#### The input ####
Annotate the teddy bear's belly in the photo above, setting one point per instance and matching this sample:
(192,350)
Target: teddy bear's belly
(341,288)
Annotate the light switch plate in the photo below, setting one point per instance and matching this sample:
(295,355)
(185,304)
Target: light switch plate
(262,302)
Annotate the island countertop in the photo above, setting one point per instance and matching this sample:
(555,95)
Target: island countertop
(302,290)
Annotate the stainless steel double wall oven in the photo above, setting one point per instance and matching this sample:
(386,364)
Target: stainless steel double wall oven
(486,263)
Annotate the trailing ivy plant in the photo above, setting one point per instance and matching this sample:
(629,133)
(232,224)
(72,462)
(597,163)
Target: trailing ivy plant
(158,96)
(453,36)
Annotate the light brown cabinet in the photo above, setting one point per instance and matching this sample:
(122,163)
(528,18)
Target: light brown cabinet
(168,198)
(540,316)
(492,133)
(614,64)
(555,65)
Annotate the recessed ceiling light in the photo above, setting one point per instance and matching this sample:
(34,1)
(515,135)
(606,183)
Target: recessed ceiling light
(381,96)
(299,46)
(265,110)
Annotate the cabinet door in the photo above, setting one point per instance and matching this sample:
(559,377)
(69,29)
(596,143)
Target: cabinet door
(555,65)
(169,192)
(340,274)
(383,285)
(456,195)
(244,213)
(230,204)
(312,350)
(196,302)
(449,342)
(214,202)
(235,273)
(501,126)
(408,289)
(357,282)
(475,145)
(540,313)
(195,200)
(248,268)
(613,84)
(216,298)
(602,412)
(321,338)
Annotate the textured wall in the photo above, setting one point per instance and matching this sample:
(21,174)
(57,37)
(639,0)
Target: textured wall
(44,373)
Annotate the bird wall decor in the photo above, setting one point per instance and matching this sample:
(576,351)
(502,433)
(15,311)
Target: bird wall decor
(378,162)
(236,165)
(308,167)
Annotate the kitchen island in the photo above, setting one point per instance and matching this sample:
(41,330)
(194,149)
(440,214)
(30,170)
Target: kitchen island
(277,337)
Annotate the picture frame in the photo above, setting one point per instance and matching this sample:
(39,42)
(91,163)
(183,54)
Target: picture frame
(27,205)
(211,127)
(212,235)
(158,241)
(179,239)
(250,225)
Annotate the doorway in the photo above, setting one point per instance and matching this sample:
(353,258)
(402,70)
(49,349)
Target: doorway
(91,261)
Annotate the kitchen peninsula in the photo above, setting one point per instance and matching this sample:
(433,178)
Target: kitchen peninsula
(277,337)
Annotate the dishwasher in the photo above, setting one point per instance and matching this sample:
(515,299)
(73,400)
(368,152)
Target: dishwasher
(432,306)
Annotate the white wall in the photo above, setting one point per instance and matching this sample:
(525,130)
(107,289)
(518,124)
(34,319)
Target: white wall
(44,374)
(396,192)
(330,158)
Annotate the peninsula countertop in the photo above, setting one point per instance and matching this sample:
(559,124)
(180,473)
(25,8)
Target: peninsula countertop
####
What to do -
Please copy out the records word for word, from the line containing "Annotate the white" through the end of the records.

Task solution -
Annotate the white wall in the photo above, setting one point per instance and matching this sample:
(525,130)
(107,289)
(518,124)
(34,319)
Target: white wall
(44,374)
(396,192)
(330,158)
Annotate the peninsula countertop in the photo above, setting one point per instance and matching this sample:
(559,124)
(180,473)
(25,8)
Target: peninsula countertop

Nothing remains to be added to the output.